%%
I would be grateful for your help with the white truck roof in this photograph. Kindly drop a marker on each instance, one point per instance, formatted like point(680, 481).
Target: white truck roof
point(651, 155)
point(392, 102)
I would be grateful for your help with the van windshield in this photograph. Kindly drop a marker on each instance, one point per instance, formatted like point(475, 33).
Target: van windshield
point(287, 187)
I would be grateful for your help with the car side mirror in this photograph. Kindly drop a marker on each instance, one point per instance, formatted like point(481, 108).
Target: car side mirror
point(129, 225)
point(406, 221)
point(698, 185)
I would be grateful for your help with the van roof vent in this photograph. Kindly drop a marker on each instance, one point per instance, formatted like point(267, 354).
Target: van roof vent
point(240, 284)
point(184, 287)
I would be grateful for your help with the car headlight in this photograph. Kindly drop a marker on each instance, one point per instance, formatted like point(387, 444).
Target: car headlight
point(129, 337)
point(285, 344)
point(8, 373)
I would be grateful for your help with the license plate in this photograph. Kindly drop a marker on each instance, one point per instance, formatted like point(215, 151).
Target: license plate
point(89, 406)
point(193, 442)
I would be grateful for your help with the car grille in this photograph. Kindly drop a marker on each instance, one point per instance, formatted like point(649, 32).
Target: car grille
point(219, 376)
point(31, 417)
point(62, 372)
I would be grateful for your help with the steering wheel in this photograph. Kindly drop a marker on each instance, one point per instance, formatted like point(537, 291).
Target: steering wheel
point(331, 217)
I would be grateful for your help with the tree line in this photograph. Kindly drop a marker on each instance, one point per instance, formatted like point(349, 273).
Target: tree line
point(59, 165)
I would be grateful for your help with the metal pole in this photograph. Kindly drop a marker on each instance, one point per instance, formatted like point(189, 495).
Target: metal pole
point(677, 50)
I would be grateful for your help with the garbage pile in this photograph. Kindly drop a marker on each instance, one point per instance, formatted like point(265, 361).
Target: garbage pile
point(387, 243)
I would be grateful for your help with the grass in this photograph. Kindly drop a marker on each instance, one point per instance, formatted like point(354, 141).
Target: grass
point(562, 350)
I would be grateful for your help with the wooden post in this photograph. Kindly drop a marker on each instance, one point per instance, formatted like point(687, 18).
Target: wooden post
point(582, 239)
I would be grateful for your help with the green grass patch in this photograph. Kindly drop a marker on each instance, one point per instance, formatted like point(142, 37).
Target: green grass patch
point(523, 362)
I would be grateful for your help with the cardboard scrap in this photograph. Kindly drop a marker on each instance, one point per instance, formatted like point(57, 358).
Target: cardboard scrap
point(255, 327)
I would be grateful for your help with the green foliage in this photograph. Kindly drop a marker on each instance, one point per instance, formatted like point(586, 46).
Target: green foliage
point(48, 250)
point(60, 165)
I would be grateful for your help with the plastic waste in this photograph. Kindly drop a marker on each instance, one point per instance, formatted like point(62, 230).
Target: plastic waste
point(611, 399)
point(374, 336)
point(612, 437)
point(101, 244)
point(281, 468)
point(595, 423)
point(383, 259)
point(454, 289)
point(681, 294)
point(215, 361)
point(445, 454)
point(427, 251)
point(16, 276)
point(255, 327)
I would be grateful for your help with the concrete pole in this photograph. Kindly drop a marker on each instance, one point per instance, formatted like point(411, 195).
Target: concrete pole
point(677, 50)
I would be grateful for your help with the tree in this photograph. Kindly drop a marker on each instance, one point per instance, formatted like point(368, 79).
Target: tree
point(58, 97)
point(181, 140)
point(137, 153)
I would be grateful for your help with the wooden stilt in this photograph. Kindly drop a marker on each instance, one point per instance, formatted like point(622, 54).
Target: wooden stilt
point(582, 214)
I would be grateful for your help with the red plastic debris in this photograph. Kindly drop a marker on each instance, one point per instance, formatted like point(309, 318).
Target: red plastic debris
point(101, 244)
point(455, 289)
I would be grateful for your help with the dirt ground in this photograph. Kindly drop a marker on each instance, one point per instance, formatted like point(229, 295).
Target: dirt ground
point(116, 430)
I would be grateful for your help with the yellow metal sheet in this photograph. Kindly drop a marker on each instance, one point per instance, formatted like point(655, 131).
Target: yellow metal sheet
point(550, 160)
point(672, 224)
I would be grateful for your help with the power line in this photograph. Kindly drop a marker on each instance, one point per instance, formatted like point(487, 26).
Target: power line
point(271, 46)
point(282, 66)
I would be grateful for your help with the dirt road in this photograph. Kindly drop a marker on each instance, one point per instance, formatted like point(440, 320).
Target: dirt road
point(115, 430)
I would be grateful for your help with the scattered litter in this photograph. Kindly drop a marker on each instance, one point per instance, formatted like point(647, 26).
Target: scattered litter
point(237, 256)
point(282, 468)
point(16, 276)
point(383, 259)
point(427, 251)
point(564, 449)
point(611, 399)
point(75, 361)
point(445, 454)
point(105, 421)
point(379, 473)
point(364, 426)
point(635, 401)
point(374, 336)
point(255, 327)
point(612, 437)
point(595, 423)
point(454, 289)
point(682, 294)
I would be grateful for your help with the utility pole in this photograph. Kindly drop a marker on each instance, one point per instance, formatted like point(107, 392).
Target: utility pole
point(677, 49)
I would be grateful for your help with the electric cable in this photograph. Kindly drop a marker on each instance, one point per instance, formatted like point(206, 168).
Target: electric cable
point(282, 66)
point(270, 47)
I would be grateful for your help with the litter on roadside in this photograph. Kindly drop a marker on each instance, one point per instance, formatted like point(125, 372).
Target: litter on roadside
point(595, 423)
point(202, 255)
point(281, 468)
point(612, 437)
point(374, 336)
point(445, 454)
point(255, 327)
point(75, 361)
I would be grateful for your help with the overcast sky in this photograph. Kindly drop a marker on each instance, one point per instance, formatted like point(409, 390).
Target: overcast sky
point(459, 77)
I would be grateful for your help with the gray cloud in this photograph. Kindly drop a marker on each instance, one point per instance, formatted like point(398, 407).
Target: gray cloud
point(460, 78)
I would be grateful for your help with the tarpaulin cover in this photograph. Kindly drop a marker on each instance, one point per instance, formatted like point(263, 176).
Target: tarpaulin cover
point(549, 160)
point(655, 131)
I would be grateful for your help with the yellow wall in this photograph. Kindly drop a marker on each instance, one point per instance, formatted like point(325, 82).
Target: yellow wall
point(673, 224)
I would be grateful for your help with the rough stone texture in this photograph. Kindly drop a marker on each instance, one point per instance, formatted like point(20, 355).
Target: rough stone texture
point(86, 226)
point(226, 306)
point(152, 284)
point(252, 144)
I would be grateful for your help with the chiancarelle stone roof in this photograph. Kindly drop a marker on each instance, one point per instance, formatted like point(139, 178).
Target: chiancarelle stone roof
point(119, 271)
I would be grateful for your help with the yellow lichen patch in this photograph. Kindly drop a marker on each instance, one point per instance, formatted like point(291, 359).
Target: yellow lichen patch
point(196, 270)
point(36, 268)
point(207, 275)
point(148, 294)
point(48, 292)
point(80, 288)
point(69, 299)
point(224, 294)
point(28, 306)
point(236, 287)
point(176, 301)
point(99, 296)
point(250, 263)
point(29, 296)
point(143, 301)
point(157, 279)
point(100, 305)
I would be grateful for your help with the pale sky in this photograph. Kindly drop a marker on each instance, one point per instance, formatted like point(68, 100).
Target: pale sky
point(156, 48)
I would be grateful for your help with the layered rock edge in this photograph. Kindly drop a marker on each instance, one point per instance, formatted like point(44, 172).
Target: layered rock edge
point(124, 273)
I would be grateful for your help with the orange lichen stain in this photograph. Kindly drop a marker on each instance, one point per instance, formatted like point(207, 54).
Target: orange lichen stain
%%
◆ **WORK REQUIRED**:
Please convert all of the entries above into a numbered list, one line per item, with any blank lines left out.

◆ **ANSWER TO THIS EXERCISE**:
1. I would be grateful for your help with the white truck roof in this photograph. Kindly drop a marker on each instance, one point per instance, formatted like point(680, 481).
2. Target: white truck roof
3. point(651, 155)
4. point(392, 102)
5. I would be grateful for your help with the van windshield in this photograph. Kindly drop a marker on each instance, one point per instance, formatted like point(475, 33).
6. Target: van windshield
7. point(287, 187)
8. I would be grateful for your help with the car side mirror in this photograph. Kindly drop a marker on each instance, one point per instance, formatted like point(481, 108).
9. Target: car side mirror
10. point(129, 225)
11. point(406, 221)
12. point(698, 185)
13. I would be grateful for your help with the van roof vent in this photograph. Kindly drop a marker on each instance, one point per instance, formatted like point(267, 354).
14. Target: van roof vent
15. point(240, 284)
16. point(184, 287)
17. I would be grateful for your help with the car headlight in this photograph. Kindly drop a marker on each instance, one point per instance, formatted like point(387, 444).
18. Target: car headlight
19. point(129, 337)
20. point(285, 344)
21. point(8, 373)
22. I would be grateful for your help with the license plate in this photograph. Kindly drop a marker on each instance, one point per instance, formatted like point(215, 151).
23. Target: license plate
24. point(89, 406)
25. point(193, 442)
26. I would be grateful for your help with the car grille in this photograph. Kindly drop a marker on each instance, one point per instance, formatted like point(649, 32).
27. Target: car grille
28. point(219, 376)
29. point(31, 417)
30. point(62, 372)
31. I would be grateful for your help with the steering wheel in this photograph. Kindly drop a marker on each instance, one point per instance, formatted like point(537, 291).
32. Target: steering wheel
33. point(331, 217)
34. I would be grateful for your help with the tree line in this photograph. Kindly drop a marker on each instance, one point per instance, formatted like point(349, 273).
35. Target: tree line
36. point(59, 165)
37. I would be grateful for your help with the metal pole in this photograph. Kindly drop a marker on each instance, one point per instance, formatted like point(189, 495).
38. Target: metal pole
39. point(677, 50)
40. I would be grateful for your help with the garbage pile in this photograph. Kindly drop a marker on each instance, one point per instance, formatted like point(265, 361).
41. Target: garbage pile
42. point(387, 243)
43. I would be grateful for your help with the grass in this photograph. Kindly drop a marker on each instance, one point per instance, formatted like point(354, 141).
44. Target: grass
45. point(562, 350)
46. I would be grateful for your help with the wooden post in this photograph. Kindly drop a marker on each instance, one point per instance, formatted like point(687, 18).
47. Target: wooden post
48. point(582, 239)
49. I would be grateful for your help with the green grass patch in this photograph. Kindly drop a marker on each instance, one point per instance, formatted like point(142, 37).
50. Target: green grass patch
51. point(523, 362)
52. I would be grateful for your help with the cardboard scrap in this photograph. Kindly drop a marker on each instance, one point per instance, formatted like point(57, 358).
53. Target: cardboard scrap
54. point(255, 327)
55. I would be grateful for your help with the green foliage in this photograph. Kindly drop a marker on each instance, one point per instance, formatted like point(586, 46).
56. Target: green foliage
57. point(48, 250)
58. point(60, 165)
59. I would be grateful for your help with the plastic waste in this photograph. Kindly drop a marker on each instance, one point per instance, formatted like point(62, 230).
60. Target: plastic waste
61. point(611, 399)
62. point(374, 336)
63. point(612, 437)
64. point(101, 244)
65. point(281, 468)
66. point(595, 423)
67. point(383, 259)
68. point(454, 289)
69. point(681, 294)
70. point(215, 361)
71. point(445, 454)
72. point(427, 251)
73. point(16, 276)
74. point(255, 327)
75. I would be grateful for your help with the concrete pole in this photograph. Kindly drop a marker on each instance, one point per instance, formatted like point(411, 195).
76. Target: concrete pole
77. point(677, 50)
78. I would be grateful for your help with the tree in this photograph. Kindly drop a marker on each instance, one point per instance, formatted like point(368, 79).
79. Target: tree
80. point(58, 97)
81. point(181, 140)
82. point(137, 153)
83. I would be grateful for your help with the wooden stilt in this photograph. Kindly drop a marker on each instance, one point per instance, formatted like point(622, 54).
84. Target: wooden stilt
85. point(582, 214)
86. I would be grateful for your help with the red plastic debris in this photograph. Kindly drop a marker on each instance, one point per instance, formatted like point(309, 318).
87. Target: red plastic debris
88. point(101, 244)
89. point(455, 289)
90. I would be grateful for your help with the dirt ground in this photograph. Kindly drop a marker on each instance, one point per instance, formatted like point(229, 295).
91. Target: dirt ground
92. point(116, 430)
93. I would be grateful for your help with the yellow metal sheet in this photograph. Kindly drop a marker on each instance, one point per instance, formatted like point(655, 131).
94. Target: yellow metal sheet
95. point(550, 160)
96. point(672, 224)
97. I would be grateful for your help with the power line in this photograph. Kindly drop a marker on each instance, one point per instance, formatted like point(487, 26).
98. Target: power line
99. point(271, 46)
100. point(282, 66)
101. I would be grateful for your help with the dirt road in this photograph. Kindly drop a marker on each instance, one point per instance, formatted like point(440, 320).
102. Target: dirt road
103. point(115, 430)
104. I would be grateful for your help with the scattered litter in this photograph. Kindly drop a marker on each instance, one point per instance, formatted like point(647, 26).
105. Target: scattered litter
106. point(237, 256)
107. point(282, 468)
108. point(16, 276)
109. point(383, 259)
110. point(427, 251)
111. point(564, 449)
112. point(611, 399)
113. point(75, 361)
114. point(445, 454)
115. point(105, 421)
116. point(379, 473)
117. point(364, 426)
118. point(635, 401)
119. point(374, 336)
120. point(255, 327)
121. point(612, 437)
122. point(595, 423)
123. point(454, 289)
124. point(682, 294)
125. I would be grateful for your help with the utility pole in this photograph. Kindly drop a marker on each instance, one point per instance, formatted like point(107, 392).
126. Target: utility pole
127. point(677, 49)
128. I would be grateful for your help with the electric cable in this photograph. Kindly drop a marker on each instance, one point per instance, formatted like point(206, 168).
129. Target: electric cable
130. point(282, 66)
131. point(270, 47)
132. I would be grateful for your help with the litter on roadside in this photograph. Kindly drop a marker on each instance, one point per instance, formatted like point(125, 372).
133. Target: litter on roadside
134. point(595, 423)
135. point(202, 255)
136. point(281, 468)
137. point(612, 437)
138. point(374, 336)
139. point(445, 454)
140. point(255, 327)
141. point(75, 361)
142. I would be grateful for your help with the overcast sky in this photograph. Kindly drop a marker on each instance, one point per instance, formatted like point(409, 390).
143. Target: overcast sky
144. point(459, 77)
145. I would be grateful for your help with the gray cloud in this photograph. Kindly drop a marker on each instance, one point per instance, formatted like point(398, 407).
146. Target: gray cloud
147. point(460, 78)
148. I would be grateful for your help with the tarpaulin cover in this photograph. Kindly drop a marker on each instance, one point per instance, formatted like point(263, 176).
149. Target: tarpaulin cover
150. point(549, 160)
151. point(655, 131)
152. I would be grateful for your help with the yellow wall in this photograph. Kindly drop a marker on each instance, one point per instance, formatted like point(325, 82).
153. Target: yellow wall
154. point(673, 224)
155. I would be grateful for your help with the rough stone texture in this photograph. Kindly drop a marker on each instance, one point per instance, formatted like point(20, 355).
156. Target: rough stone texture
157. point(86, 226)
158. point(226, 306)
159. point(152, 284)
160. point(252, 144)
161. I would be grateful for your help with the chiancarelle stone roof in this photograph. Kindly drop a marker on each instance, one point per instance, formatted like point(139, 178).
162. Target: chiancarelle stone roof
163. point(119, 271)
164. I would be grateful for your help with the yellow lichen patch in this photograph. Kindly drop a marker on each instance, one point per instance, formatted like point(291, 359).
165. Target: yellow lichen patch
166. point(196, 270)
167. point(36, 268)
168. point(207, 275)
169. point(148, 294)
170. point(48, 292)
171. point(80, 288)
172. point(69, 299)
173. point(224, 294)
174. point(28, 306)
175. point(236, 287)
176. point(176, 301)
177. point(99, 296)
178. point(250, 263)
179. point(29, 296)
180. point(143, 301)
181. point(157, 279)
182. point(100, 305)
183. I would be grateful for your help with the pale sky in this photograph. Kindly drop a marker on each instance, one point per instance, formatted like point(68, 100).
184. Target: pale sky
185. point(156, 48)
186. I would be grateful for your help with the layered rock edge in this photograph. Kindly drop a marker on each instance, one point per instance, formatted like point(44, 172).
187. Target: layered rock edge
188. point(124, 273)
189. I would be grateful for your help with the orange lichen stain in this photograph. Kindly drop a marker on each instance, one point per instance, formatted like point(207, 54).
190. Target: orange lichen stain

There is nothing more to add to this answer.